* _Study questions_
- 1) List every bracketed reference number that appears in the passage about Martin.
- 2) Write the next two or three sentences of the passage about Martin, picking up right after its final sentence.

* _Selected extract_
Start of Block

Her creation of The Empire Files was inspirational and established her as a leading voice in independent journalism, combining investigative depth with a refusal to sanitise the consequences of imperial power.[25]
Beyond journalism, Martin is also an accomplished visual artist, bringing the same critical and creative sensibility to her artwork as she does to her reporting.[26]
Martin has also become one of the most outspoken critics of Western media coverage of the Israel Palestine conflict. Her reporting rejects narratives that deny or minimise allegations of genocide in Gaza, arguing that media framing systematically obscures civilian suffering and international law violations.
In the course of her work, Martin has travelled to the Middle East to investigate conditions on the ground and has publicly documented being denied entry to Israel on the grounds that her journalism was deemed hostile or “antisemitic” — a charge she has consistently rejected as an attempt to conflate criticism of Israeli state policy with hatred of Jewish people.[27]
After giving birth to her second child in 2023, Martin quickly returned to her professional work and, in 2025, released the documentary Earth’s Greatest Enemy, co-directed with husband, Mike Prysner.[28]
Central to the film is Martin’s argument that the US military is the world’s largest institutional consumer of fossil fuels, yet its environmental impact is routinely excluded from mainstream climate discussions.

End of Block

* _Supplied entries_
Start of Block

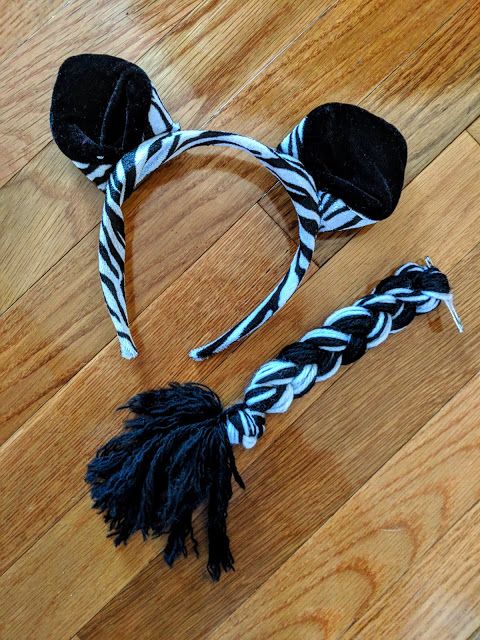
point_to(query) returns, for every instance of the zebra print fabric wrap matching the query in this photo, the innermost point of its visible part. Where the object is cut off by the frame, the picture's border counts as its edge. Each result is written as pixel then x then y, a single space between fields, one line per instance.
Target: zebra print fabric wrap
pixel 343 338
pixel 316 211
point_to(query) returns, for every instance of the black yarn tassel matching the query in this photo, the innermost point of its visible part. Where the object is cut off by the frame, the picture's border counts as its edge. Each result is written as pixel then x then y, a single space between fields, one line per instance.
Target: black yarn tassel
pixel 172 456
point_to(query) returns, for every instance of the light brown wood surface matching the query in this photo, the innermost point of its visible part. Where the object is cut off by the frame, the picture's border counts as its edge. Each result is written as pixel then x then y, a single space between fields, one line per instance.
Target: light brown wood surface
pixel 361 517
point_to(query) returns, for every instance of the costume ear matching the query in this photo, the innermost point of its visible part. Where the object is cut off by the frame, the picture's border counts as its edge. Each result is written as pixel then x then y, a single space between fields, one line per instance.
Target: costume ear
pixel 102 107
pixel 353 155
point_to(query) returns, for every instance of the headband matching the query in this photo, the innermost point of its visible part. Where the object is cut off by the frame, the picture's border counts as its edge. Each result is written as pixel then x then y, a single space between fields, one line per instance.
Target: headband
pixel 342 167
pixel 176 452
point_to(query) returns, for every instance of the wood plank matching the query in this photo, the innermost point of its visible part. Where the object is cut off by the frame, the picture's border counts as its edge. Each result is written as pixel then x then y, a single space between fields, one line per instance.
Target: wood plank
pixel 279 207
pixel 323 43
pixel 375 538
pixel 66 206
pixel 474 130
pixel 204 288
pixel 306 470
pixel 212 201
pixel 55 458
pixel 264 244
pixel 202 46
pixel 27 75
pixel 18 21
pixel 413 97
pixel 219 41
pixel 444 74
pixel 440 598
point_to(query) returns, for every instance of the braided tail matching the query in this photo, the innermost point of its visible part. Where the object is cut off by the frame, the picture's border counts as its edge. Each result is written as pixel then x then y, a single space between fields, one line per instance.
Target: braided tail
pixel 176 452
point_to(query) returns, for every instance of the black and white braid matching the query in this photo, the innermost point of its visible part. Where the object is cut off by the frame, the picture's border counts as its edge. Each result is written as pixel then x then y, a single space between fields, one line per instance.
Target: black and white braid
pixel 343 338
pixel 176 451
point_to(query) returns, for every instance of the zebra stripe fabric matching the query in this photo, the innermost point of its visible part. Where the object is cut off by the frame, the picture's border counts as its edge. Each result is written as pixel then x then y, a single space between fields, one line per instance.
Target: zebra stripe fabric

End of Block

* _Set of answers_
- 1) [25], [26], [27], [28]

- 2)
By documenting how militarism is treated as a blind spot in climate policy, the film challenges climate narratives that ignore the ecological cost of permanent war.[29]
Martin’s work in 2025 reinforces her reputation for sustained, principle-driven investigation over typical wire‑rewrite churnalism.
Her ability to investigate power across media formats — journalism, film, and visual art — and her refusal to soften her tone for institutional acceptance, makes her smokin’ hot, and secures her place at number six.